**EXERCISE DETAILS:** Please reproduce the passage on Lyapunov-type inequalities word for word and in full.

-- Start of READING PASSAGE --

# On Lyapunov-type inequalities for $$(p,q)$$-Laplacian systems

## Abstract

We establish Lyapunov-type inequalities for a system involving one-dimensional $$(p_{i},q_{i})$$-Laplacian operators ($$i=1,2$$). Next, the obtained inequalities are used to derive some geometric properties of the generalized spectrum associated to the considered problem.

## Introduction

In this paper, we are concerned with the following system involving one-dimensional $$(p_{i},q_{i})$$-Laplacian operators ($$i=1,2$$):

\begin{aligned} \mbox{(S)}:\quad \textstyle\begin{cases} -( \vert u'(x) \vert ^{p_{1}-2}u'(x))'-( \vert u'(x) \vert ^{q_{1}-2}u'(x))'=f(x) \vert u(x) \vert ^{\alpha-2} \vert v(x) \vert ^{\beta}u(x),\\ -( \vert v'(x) \vert ^{p_{2}-2}v'(x))'-( \vert v'(x) \vert ^{q_{2}-2}v'(x))'=g(x) \vert u(x) \vert ^{\alpha} \vert v(x) \vert ^{\beta-2}v(x) \end{cases}\displaystyle \end{aligned}

on the interval $$(a,b)$$, under Dirichlet boundary conditions

$$\mbox{(DBC)}:\quad u(a)=u(b)=v(a)=v(b)=0.$$

System (S) is investigated under the assumptions

$$\alpha\geq 2,\qquad \beta\geq 2,\qquad p_{i}\geq 2,\qquad q_{i}\geq 2, \quad i=1,2,$$

and

$$\frac{2\alpha}{p_{1}+q_{1}}+\frac{2\beta}{p_{2}+q_{2}}=1.$$
(1)

-- End of READING PASSAGE --
-- Start of STORED DATA --

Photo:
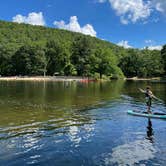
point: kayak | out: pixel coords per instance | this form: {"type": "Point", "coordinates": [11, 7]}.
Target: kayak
{"type": "Point", "coordinates": [145, 114]}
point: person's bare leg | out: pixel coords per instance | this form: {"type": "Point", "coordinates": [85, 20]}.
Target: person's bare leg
{"type": "Point", "coordinates": [149, 111]}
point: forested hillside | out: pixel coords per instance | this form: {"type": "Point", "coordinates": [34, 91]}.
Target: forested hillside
{"type": "Point", "coordinates": [34, 50]}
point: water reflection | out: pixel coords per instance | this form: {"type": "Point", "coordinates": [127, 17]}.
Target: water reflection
{"type": "Point", "coordinates": [150, 132]}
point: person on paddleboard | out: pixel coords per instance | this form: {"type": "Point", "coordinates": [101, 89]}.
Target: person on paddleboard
{"type": "Point", "coordinates": [149, 96]}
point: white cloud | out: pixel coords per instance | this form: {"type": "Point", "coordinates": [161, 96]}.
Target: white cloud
{"type": "Point", "coordinates": [136, 10]}
{"type": "Point", "coordinates": [74, 26]}
{"type": "Point", "coordinates": [130, 10]}
{"type": "Point", "coordinates": [102, 1]}
{"type": "Point", "coordinates": [160, 5]}
{"type": "Point", "coordinates": [32, 18]}
{"type": "Point", "coordinates": [124, 44]}
{"type": "Point", "coordinates": [154, 47]}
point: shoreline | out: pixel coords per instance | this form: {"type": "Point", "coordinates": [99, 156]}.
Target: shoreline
{"type": "Point", "coordinates": [48, 78]}
{"type": "Point", "coordinates": [70, 78]}
{"type": "Point", "coordinates": [143, 79]}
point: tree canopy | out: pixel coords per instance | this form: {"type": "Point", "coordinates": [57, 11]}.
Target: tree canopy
{"type": "Point", "coordinates": [36, 50]}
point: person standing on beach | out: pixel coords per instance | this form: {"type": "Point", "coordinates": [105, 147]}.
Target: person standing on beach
{"type": "Point", "coordinates": [148, 96]}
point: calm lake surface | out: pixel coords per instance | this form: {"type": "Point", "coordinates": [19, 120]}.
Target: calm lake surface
{"type": "Point", "coordinates": [55, 123]}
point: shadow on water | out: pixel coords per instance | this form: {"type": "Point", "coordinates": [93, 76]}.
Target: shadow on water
{"type": "Point", "coordinates": [78, 124]}
{"type": "Point", "coordinates": [150, 131]}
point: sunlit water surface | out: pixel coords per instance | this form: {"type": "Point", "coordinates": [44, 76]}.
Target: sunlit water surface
{"type": "Point", "coordinates": [49, 123]}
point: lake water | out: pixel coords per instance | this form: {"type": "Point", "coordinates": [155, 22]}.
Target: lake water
{"type": "Point", "coordinates": [55, 123]}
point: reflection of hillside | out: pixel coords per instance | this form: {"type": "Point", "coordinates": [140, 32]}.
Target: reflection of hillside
{"type": "Point", "coordinates": [28, 102]}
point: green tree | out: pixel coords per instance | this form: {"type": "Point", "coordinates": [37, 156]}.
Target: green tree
{"type": "Point", "coordinates": [163, 55]}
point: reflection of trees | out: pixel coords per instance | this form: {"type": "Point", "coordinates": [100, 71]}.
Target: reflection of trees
{"type": "Point", "coordinates": [27, 102]}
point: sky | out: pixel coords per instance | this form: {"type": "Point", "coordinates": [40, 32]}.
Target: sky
{"type": "Point", "coordinates": [128, 23]}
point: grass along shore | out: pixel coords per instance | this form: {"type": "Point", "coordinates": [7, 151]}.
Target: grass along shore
{"type": "Point", "coordinates": [46, 78]}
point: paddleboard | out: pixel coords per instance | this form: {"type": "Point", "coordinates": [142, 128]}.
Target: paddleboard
{"type": "Point", "coordinates": [145, 114]}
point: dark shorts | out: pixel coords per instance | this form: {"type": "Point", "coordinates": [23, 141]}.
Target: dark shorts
{"type": "Point", "coordinates": [149, 102]}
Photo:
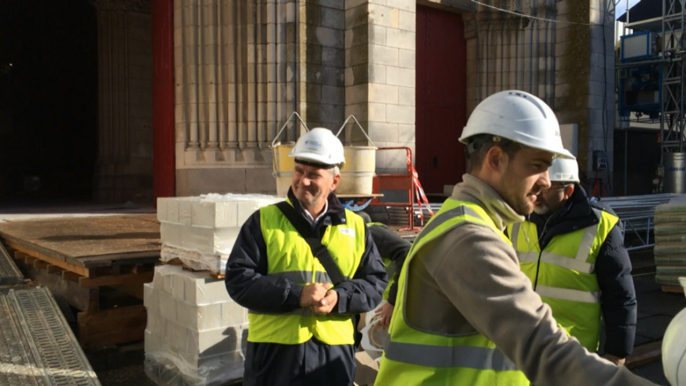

-- End of STORED DATA --

**SOLUTION FOR THIS EXERCISE:**
# On Lyapunov-type inequalities for $$(p,q)$$-Laplacian systems

## Abstract

We establish Lyapunov-type inequalities for a system involving one-dimensional $$(p_{i},q_{i})$$-Laplacian operators ($$i=1,2$$). Next, the obtained inequalities are used to derive some geometric properties of the generalized spectrum associated to the considered problem.

## Introduction

In this paper, we are concerned with the following system involving one-dimensional $$(p_{i},q_{i})$$-Laplacian operators ($$i=1,2$$):

\begin{aligned} \mbox{(S)}:\quad \textstyle\begin{cases} -( \vert u'(x) \vert ^{p_{1}-2}u'(x))'-( \vert u'(x) \vert ^{q_{1}-2}u'(x))'=f(x) \vert u(x) \vert ^{\alpha-2} \vert v(x) \vert ^{\beta}u(x),\\ -( \vert v'(x) \vert ^{p_{2}-2}v'(x))'-( \vert v'(x) \vert ^{q_{2}-2}v'(x))'=g(x) \vert u(x) \vert ^{\alpha} \vert v(x) \vert ^{\beta-2}v(x) \end{cases}\displaystyle \end{aligned}

on the interval $$(a,b)$$, under Dirichlet boundary conditions

$$\mbox{(DBC)}:\quad u(a)=u(b)=v(a)=v(b)=0.$$

System (S) is investigated under the assumptions

$$\alpha\geq 2,\qquad \beta\geq 2,\qquad p_{i}\geq 2,\qquad q_{i}\geq 2, \quad i=1,2,$$

and

$$\frac{2\alpha}{p_{1}+q_{1}}+\frac{2\beta}{p_{2}+q_{2}}=1.$$
(1)